→ Task instructions:
a) Name every area in which, according to the summit article, Biden thinks he can work in harmony with Putin.
b) Answer these questions from the summit article:
(i) In what year did Biden and Putin last meet in person?
(ii) What color are most of the shutters on the Villa la Grange?
(iii) Which Russian opposition leader remains imprisoned?
c) Retype the summit article from "That includes a" up to and including "Navalny remains imprisoned.".

Still, skepticism abounded that anything could be accomplished. At its worse, Biden’s summit could provide elevated stature to a leader who appears intent on testing the limits of international norms and the willingness of the West to respond.
Expectations for the summit were also low among American officials, who have said since the encounter was first announced they didn’t think anything concrete would emerge from it.
Instead, Biden was looking to open lines of communication with the notoriously shrewd Putin in the hopes of stalling further deterioration in relations between the United States and Moscow, which Biden said this week had reached a low point.
Meeting face to face
The Villa la Grange was a hive of activity in anticipation of the most closely watched meeting of Biden’s young presidency. Security was tight, and the building itself has been spruced up with flowers, flags and a red carpet. Two of the windows are open to let a breeze inside, and most of the pale green shutters were open — except for a room on the upper left-hand side, where all the shutters were closed and white screens were obscuring the glass on the front door.
It’s the kind of scene Biden had been itching for after he grew tired of pandemic-forced virtual meetings and phone calls. Biden wanted the benefit of seeing Putin in the flesh, in their first in-person meeting since 2011. Biden has recounted during that meeting he told Putin, inches from his face, that he didn’t believe he had a soul (Putin said in an interview this week he doesn’t remember hearing that).
There are some areas Biden thinks he can work in harmony with Putin, including cooperation on nuclear arms, climate change and shared interest in renewing the Iran nuclear deal.
But the areas of dispute far outnumber the areas of agreement, and the bulk of the session is expected to focus on the myriad ways Biden believes Russia is violating international rules.
That includes a recent spate of ransomware attacks cutting across sectors in the United States, launched by criminal syndicates based in Russia. Biden also plans to raise human rights, as Russian opposition leader Alexey Navalny remains imprisoned.
Looking for predictability
Officials say Biden’s approach, which he’s outlined broadly, will largely mirror his overall tact with Russia up to this point — one defined by careful calibration and intentional balance. There’s no indication, at least publicly, that the approach has led to any shift in Putin’s behavior.

→ Data to examine:
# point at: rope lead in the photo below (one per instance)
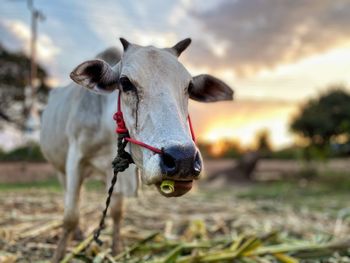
(120, 163)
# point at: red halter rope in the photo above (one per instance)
(121, 128)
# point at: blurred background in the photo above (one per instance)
(286, 137)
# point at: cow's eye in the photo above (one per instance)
(190, 87)
(126, 84)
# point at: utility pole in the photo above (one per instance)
(35, 16)
(31, 111)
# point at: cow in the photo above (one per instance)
(78, 133)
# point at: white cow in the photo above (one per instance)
(77, 134)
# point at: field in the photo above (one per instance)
(276, 219)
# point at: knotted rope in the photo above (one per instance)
(120, 163)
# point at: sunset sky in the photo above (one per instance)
(274, 53)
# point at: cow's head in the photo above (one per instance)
(155, 88)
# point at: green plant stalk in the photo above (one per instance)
(136, 246)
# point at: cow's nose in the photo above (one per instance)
(181, 161)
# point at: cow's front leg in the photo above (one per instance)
(117, 216)
(73, 182)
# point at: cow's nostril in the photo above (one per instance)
(168, 164)
(197, 165)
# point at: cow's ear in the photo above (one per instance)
(96, 75)
(206, 88)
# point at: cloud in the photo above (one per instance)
(18, 36)
(258, 34)
(243, 119)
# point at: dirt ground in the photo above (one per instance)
(30, 219)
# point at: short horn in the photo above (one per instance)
(125, 43)
(181, 46)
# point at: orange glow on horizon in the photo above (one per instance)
(242, 121)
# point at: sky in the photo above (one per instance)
(275, 54)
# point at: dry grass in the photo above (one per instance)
(200, 227)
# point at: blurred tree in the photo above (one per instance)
(14, 76)
(263, 143)
(324, 119)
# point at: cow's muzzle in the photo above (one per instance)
(181, 164)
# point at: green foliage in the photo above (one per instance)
(325, 118)
(31, 153)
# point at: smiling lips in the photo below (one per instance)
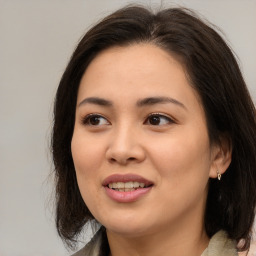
(126, 188)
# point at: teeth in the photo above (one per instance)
(126, 186)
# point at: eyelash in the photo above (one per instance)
(87, 119)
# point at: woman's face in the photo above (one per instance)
(140, 145)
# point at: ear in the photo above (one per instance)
(221, 156)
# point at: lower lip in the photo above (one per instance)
(126, 197)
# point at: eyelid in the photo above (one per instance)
(170, 119)
(85, 119)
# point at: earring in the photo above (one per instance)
(219, 175)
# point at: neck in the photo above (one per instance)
(177, 242)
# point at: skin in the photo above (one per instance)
(174, 151)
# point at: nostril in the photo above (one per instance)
(131, 158)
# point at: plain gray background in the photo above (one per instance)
(36, 41)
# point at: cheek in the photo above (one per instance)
(182, 157)
(87, 160)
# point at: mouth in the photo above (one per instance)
(127, 186)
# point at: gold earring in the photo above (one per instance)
(219, 175)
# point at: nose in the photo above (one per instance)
(125, 147)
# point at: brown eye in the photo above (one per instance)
(95, 120)
(157, 119)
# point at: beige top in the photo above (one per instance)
(219, 245)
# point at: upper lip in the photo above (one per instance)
(125, 178)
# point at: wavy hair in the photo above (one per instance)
(212, 71)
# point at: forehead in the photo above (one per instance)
(138, 71)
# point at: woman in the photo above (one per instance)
(154, 138)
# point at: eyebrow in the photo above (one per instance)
(158, 100)
(140, 103)
(96, 101)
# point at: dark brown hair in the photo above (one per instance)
(214, 74)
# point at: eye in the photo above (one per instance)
(95, 120)
(158, 119)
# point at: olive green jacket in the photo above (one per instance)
(219, 245)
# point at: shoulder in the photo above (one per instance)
(221, 245)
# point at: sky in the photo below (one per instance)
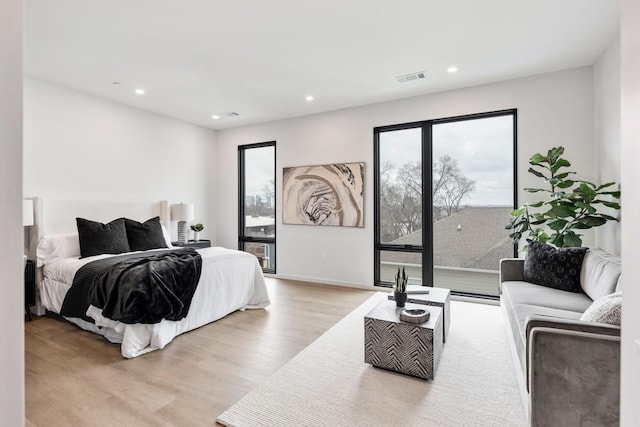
(259, 169)
(483, 148)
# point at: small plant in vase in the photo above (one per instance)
(197, 228)
(400, 290)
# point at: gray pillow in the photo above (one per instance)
(606, 309)
(548, 266)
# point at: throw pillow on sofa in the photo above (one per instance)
(548, 266)
(606, 309)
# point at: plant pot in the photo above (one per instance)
(400, 297)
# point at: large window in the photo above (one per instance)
(453, 234)
(257, 202)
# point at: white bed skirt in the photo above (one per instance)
(231, 280)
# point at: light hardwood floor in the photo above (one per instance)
(76, 378)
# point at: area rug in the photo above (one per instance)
(328, 383)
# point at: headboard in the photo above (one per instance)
(58, 215)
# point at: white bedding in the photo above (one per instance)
(231, 280)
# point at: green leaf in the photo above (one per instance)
(554, 154)
(612, 205)
(563, 211)
(557, 240)
(560, 163)
(579, 226)
(557, 224)
(586, 192)
(586, 206)
(536, 173)
(603, 186)
(566, 184)
(615, 194)
(563, 175)
(571, 240)
(592, 221)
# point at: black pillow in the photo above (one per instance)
(97, 238)
(554, 268)
(146, 235)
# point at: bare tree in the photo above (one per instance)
(401, 195)
(450, 186)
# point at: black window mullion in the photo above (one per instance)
(242, 238)
(427, 206)
(427, 197)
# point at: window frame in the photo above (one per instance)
(426, 249)
(242, 238)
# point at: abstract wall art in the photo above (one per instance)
(324, 195)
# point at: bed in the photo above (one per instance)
(230, 280)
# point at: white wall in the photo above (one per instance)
(553, 109)
(606, 78)
(12, 301)
(78, 145)
(630, 72)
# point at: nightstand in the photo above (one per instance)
(29, 286)
(193, 244)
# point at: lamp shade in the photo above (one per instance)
(182, 212)
(27, 212)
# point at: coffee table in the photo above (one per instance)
(439, 297)
(412, 349)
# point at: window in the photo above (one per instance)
(452, 235)
(257, 202)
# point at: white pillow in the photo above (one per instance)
(606, 309)
(57, 246)
(167, 237)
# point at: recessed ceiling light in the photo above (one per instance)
(412, 76)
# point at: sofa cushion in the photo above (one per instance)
(556, 268)
(519, 314)
(531, 294)
(600, 273)
(607, 309)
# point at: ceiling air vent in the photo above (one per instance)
(412, 76)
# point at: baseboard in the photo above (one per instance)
(327, 282)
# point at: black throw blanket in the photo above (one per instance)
(136, 288)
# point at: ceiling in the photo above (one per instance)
(258, 58)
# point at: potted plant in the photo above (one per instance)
(572, 204)
(197, 228)
(400, 289)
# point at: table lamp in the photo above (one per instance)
(182, 213)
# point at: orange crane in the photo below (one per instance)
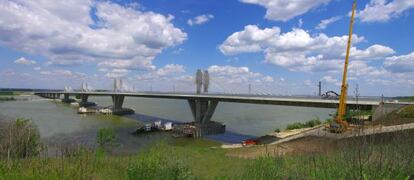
(340, 123)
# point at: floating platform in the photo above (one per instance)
(197, 130)
(68, 101)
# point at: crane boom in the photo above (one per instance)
(344, 87)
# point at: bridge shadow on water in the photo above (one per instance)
(227, 137)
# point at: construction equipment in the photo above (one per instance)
(340, 124)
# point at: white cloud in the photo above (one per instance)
(201, 19)
(384, 10)
(284, 10)
(298, 50)
(117, 73)
(62, 73)
(400, 64)
(251, 39)
(324, 23)
(232, 74)
(24, 61)
(300, 23)
(169, 71)
(330, 79)
(65, 32)
(375, 51)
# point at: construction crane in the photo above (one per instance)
(340, 124)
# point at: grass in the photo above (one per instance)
(388, 156)
(407, 112)
(8, 93)
(382, 158)
(7, 98)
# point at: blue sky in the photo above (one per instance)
(279, 46)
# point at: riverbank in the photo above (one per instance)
(381, 157)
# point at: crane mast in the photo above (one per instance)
(342, 99)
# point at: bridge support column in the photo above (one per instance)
(84, 101)
(118, 101)
(65, 97)
(202, 109)
(84, 98)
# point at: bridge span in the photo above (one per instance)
(203, 105)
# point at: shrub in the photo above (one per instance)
(313, 123)
(106, 138)
(160, 162)
(297, 125)
(19, 139)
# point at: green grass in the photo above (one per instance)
(8, 93)
(407, 112)
(388, 156)
(384, 158)
(7, 98)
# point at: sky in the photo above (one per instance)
(279, 47)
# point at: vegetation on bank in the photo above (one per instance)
(376, 157)
(308, 124)
(407, 112)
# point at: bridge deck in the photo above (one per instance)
(289, 101)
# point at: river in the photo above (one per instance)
(59, 123)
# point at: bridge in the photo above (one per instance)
(203, 105)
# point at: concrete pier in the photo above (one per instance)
(118, 101)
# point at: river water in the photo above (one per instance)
(59, 123)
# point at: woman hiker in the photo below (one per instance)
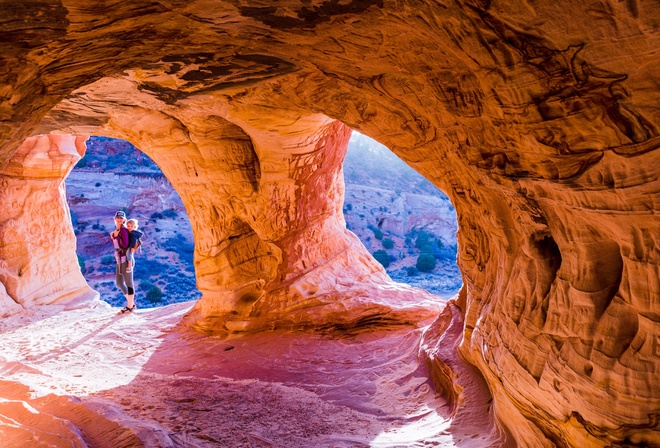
(124, 279)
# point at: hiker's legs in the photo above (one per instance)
(130, 260)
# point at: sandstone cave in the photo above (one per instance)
(539, 121)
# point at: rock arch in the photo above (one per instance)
(539, 128)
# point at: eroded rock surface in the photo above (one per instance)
(540, 121)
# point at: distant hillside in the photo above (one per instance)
(387, 203)
(371, 164)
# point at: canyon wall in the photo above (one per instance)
(540, 122)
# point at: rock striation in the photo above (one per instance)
(540, 121)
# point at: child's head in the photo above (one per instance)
(131, 224)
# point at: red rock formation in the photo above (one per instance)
(539, 121)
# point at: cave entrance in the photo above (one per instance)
(403, 220)
(115, 175)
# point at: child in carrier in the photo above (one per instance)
(134, 242)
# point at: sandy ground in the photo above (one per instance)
(272, 389)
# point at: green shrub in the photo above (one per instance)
(81, 263)
(382, 257)
(425, 262)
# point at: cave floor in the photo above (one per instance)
(272, 389)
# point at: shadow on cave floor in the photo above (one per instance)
(269, 389)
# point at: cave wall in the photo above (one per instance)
(539, 121)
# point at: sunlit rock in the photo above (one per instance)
(540, 121)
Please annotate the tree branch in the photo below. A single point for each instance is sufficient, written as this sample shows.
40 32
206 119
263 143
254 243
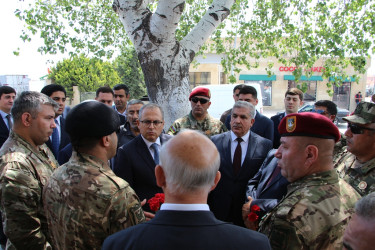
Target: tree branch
214 16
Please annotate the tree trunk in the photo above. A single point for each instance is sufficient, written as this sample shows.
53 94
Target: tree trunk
164 60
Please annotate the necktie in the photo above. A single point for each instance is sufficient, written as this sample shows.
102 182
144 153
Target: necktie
55 141
10 124
276 171
237 157
155 147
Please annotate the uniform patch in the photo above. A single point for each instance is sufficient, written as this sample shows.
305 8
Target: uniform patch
362 185
291 124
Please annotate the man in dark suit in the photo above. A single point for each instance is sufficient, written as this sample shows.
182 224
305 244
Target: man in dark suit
293 101
7 95
184 220
262 126
242 153
121 97
136 160
59 138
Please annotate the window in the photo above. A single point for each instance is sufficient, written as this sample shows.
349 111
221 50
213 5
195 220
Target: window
199 78
266 88
310 94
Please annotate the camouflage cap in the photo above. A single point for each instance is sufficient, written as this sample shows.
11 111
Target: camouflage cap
363 114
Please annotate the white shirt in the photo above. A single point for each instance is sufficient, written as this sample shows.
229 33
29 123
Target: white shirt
58 126
184 207
148 143
244 144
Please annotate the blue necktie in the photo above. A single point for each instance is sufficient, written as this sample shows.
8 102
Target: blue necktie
155 147
55 141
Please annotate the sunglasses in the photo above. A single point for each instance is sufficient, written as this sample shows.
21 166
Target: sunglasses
357 129
319 111
201 100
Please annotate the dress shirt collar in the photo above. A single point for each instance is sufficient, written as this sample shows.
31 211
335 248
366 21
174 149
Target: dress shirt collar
184 207
245 138
148 143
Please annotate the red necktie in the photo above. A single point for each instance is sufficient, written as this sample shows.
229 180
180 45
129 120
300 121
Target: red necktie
237 157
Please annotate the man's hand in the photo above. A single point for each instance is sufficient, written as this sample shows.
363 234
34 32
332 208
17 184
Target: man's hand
245 212
148 215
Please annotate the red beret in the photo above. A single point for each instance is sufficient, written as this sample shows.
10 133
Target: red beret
202 91
310 125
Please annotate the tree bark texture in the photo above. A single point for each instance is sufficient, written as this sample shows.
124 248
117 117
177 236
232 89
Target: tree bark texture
164 60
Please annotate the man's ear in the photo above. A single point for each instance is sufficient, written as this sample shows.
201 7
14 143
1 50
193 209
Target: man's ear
160 176
216 181
26 119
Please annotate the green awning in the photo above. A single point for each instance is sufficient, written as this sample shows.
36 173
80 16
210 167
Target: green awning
349 79
258 77
303 78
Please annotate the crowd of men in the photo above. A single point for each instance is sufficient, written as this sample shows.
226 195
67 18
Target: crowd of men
82 181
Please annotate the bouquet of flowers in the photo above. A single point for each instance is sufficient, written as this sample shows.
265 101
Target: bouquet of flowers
156 201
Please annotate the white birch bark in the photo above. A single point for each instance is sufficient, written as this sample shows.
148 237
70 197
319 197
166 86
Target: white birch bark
164 60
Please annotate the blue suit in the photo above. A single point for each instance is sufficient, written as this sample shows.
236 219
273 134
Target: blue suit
134 163
64 139
227 198
185 230
263 126
267 196
276 136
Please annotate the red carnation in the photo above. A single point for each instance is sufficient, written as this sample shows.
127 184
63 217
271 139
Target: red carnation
255 208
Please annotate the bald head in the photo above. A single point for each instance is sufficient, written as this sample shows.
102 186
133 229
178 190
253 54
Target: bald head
190 162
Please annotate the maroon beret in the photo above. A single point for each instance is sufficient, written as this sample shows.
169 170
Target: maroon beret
310 125
202 91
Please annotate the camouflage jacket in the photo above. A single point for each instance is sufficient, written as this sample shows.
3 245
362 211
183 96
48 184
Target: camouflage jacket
312 215
361 179
85 202
209 126
24 173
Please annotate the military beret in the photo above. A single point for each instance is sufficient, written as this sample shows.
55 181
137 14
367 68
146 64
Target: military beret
202 91
91 119
364 113
310 125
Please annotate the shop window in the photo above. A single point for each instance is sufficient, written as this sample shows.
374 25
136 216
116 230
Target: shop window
199 78
266 87
310 94
341 95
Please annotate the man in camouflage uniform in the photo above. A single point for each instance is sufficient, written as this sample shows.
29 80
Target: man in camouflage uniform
84 200
198 118
356 165
26 164
318 205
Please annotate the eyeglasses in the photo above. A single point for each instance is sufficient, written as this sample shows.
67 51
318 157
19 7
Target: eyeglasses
201 100
319 111
148 123
358 129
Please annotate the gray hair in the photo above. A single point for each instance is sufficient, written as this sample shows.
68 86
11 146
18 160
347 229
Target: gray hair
30 102
151 106
183 177
365 207
247 105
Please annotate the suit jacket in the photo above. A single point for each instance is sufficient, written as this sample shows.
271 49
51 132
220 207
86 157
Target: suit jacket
267 196
134 163
227 198
263 126
64 138
4 131
186 230
276 136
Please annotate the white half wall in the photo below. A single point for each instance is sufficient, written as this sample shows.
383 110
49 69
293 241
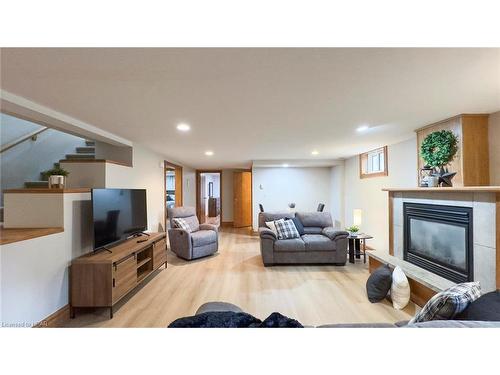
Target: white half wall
35 273
275 188
367 193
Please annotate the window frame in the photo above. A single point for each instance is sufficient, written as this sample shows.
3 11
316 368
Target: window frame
363 164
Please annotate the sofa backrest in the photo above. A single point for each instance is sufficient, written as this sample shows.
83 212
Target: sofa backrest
187 213
271 216
315 219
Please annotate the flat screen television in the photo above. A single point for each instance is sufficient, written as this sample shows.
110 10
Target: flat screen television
117 214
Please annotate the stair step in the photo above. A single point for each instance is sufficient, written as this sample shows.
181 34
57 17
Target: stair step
85 150
36 184
80 156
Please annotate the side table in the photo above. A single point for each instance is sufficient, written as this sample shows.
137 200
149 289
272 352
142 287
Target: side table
357 245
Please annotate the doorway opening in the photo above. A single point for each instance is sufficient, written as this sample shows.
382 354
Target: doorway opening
209 196
172 187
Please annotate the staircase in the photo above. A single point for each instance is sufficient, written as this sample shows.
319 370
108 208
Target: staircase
81 153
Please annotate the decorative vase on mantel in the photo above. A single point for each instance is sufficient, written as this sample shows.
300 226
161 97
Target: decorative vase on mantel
57 182
438 150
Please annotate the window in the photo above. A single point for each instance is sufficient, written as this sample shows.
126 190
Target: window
373 163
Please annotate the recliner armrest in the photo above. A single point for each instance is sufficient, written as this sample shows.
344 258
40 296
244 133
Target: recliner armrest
334 234
209 227
267 233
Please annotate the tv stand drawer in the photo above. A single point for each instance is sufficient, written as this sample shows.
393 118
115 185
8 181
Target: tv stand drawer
159 253
124 276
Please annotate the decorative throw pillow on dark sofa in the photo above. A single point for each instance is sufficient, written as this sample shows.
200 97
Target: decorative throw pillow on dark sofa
379 284
485 308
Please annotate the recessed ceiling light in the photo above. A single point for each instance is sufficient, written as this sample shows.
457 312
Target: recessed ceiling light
183 127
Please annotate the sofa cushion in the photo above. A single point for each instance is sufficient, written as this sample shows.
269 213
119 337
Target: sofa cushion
315 219
286 229
295 244
298 225
379 284
203 237
313 230
486 308
217 306
273 216
318 242
448 303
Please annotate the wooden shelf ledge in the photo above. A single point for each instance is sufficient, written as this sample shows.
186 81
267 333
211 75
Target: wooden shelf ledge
11 235
461 189
47 191
94 161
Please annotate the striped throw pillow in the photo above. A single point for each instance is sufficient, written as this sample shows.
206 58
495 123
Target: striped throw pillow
449 303
286 229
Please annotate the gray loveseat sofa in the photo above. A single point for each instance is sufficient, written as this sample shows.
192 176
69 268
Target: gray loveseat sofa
321 243
202 241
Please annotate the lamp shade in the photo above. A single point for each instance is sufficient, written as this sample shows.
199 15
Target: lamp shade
357 217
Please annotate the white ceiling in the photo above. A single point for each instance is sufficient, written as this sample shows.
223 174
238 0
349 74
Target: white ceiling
257 104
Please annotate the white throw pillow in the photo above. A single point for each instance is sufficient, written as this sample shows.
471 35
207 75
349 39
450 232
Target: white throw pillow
400 289
270 225
181 224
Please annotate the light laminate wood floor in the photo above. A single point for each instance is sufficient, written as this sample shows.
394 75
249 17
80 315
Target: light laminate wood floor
313 295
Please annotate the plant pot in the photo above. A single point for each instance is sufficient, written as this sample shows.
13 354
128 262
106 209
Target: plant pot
57 182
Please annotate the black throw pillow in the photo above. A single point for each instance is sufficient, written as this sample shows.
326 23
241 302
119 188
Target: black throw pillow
276 320
485 308
216 319
379 284
298 225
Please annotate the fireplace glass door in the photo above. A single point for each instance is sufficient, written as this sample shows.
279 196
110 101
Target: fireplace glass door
439 239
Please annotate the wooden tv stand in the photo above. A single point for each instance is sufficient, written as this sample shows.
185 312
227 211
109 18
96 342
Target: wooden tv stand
102 279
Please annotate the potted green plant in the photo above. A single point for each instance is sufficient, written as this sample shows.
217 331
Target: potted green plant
56 177
438 150
353 230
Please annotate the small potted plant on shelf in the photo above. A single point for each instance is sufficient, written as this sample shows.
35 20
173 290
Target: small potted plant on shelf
56 177
438 150
353 230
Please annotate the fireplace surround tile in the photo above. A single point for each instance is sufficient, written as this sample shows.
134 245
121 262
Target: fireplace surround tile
484 220
485 267
484 213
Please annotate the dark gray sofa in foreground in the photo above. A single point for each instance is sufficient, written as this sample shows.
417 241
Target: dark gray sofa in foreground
321 243
225 306
201 242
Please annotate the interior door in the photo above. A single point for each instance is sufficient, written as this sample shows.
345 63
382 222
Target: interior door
203 199
242 199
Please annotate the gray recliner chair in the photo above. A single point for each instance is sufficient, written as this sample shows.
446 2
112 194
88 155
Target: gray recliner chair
201 242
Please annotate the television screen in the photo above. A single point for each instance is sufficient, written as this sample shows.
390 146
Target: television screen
117 214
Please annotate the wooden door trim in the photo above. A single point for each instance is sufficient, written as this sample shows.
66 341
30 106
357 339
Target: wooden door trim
198 180
251 198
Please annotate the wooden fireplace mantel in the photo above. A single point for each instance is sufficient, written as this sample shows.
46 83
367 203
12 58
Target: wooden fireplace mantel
459 189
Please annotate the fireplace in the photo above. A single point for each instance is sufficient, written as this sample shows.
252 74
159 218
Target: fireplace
439 239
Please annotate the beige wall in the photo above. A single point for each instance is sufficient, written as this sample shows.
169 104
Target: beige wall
494 146
367 193
275 188
147 173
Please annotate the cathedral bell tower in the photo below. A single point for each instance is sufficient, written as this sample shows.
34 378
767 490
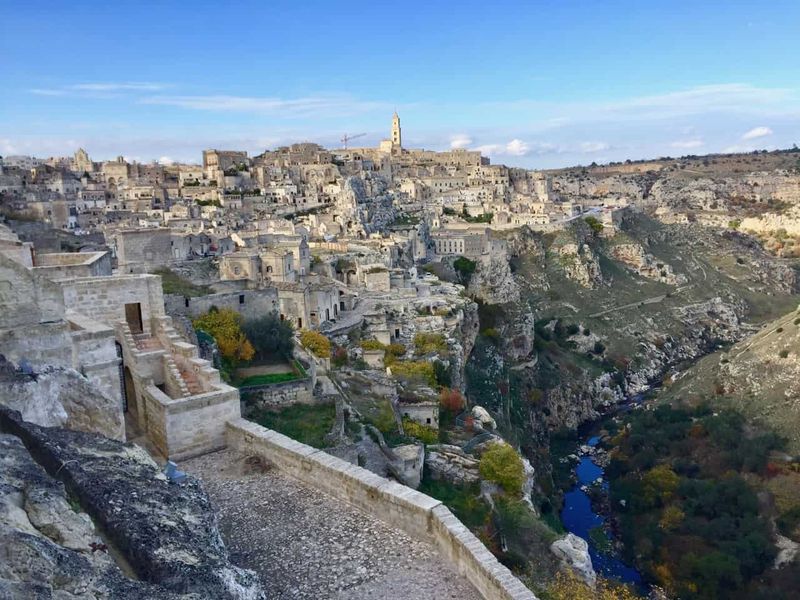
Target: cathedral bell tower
397 141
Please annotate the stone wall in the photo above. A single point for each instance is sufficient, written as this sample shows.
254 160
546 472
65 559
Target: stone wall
400 506
251 304
186 427
278 395
71 265
104 298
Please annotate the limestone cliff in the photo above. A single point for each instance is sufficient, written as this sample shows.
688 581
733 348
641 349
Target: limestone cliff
54 396
759 376
162 533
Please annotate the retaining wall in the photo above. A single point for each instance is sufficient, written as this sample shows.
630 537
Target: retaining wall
415 513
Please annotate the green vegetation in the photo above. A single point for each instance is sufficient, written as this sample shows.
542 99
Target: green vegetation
268 378
308 424
595 225
415 370
690 521
225 326
464 268
316 343
372 344
501 464
429 343
484 218
423 433
271 337
172 283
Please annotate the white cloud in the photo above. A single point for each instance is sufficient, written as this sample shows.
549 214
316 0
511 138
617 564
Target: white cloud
591 147
140 86
517 148
756 133
312 105
460 141
687 144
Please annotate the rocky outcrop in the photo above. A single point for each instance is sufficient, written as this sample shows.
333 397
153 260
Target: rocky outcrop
58 397
580 264
450 463
708 325
493 281
632 255
48 549
166 532
573 552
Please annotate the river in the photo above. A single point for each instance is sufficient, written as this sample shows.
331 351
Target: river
579 518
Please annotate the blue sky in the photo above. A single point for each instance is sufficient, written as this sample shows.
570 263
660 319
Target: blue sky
536 84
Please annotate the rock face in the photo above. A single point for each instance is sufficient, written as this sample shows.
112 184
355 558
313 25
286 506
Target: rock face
759 376
450 463
167 532
580 264
56 397
574 554
47 549
633 256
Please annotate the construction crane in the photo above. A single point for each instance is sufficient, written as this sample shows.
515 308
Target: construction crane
346 138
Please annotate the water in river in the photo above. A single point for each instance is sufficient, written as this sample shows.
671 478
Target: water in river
579 518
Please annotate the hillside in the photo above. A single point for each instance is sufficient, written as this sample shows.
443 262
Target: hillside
759 376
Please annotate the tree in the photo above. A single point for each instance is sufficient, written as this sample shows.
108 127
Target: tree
465 268
316 343
659 485
595 225
451 400
501 464
226 327
270 335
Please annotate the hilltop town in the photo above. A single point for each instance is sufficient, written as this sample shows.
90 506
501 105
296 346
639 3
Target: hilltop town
397 320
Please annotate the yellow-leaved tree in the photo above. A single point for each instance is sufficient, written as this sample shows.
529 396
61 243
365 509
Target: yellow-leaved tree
226 327
501 463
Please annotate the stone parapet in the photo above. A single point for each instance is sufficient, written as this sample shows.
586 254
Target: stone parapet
415 513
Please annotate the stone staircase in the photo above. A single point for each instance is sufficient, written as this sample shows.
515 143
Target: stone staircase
146 343
192 382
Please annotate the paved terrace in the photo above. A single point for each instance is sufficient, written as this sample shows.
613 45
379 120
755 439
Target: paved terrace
306 544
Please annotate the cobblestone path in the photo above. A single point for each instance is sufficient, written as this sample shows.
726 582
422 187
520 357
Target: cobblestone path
306 544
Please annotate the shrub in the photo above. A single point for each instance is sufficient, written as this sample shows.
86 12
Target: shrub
226 327
339 358
393 353
428 343
425 434
501 464
418 370
316 343
595 225
451 400
441 373
491 334
465 268
270 335
372 345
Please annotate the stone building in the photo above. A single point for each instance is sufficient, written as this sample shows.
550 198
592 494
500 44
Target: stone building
139 250
113 330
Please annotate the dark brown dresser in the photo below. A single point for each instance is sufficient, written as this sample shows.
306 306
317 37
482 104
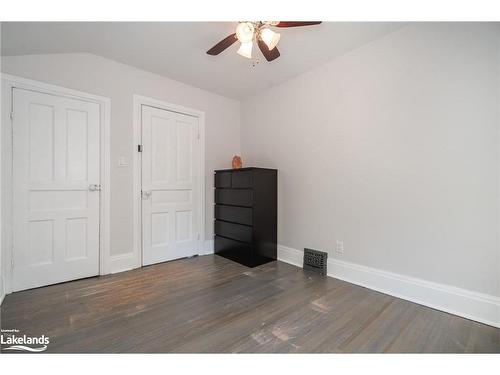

→ Outputs for the tasks:
a)
- Cooperation on nuclear arms
- Climate change
- Renewing the Iran nuclear deal

b)
(i) 2011
(ii) Pale green
(iii) Alexey Navalny

c)
That includes a recent spate of ransomware attacks cutting across sectors in the United States, launched by criminal syndicates based in Russia. Biden also plans to raise human rights, as Russian opposition leader Alexey Navalny remains imprisoned.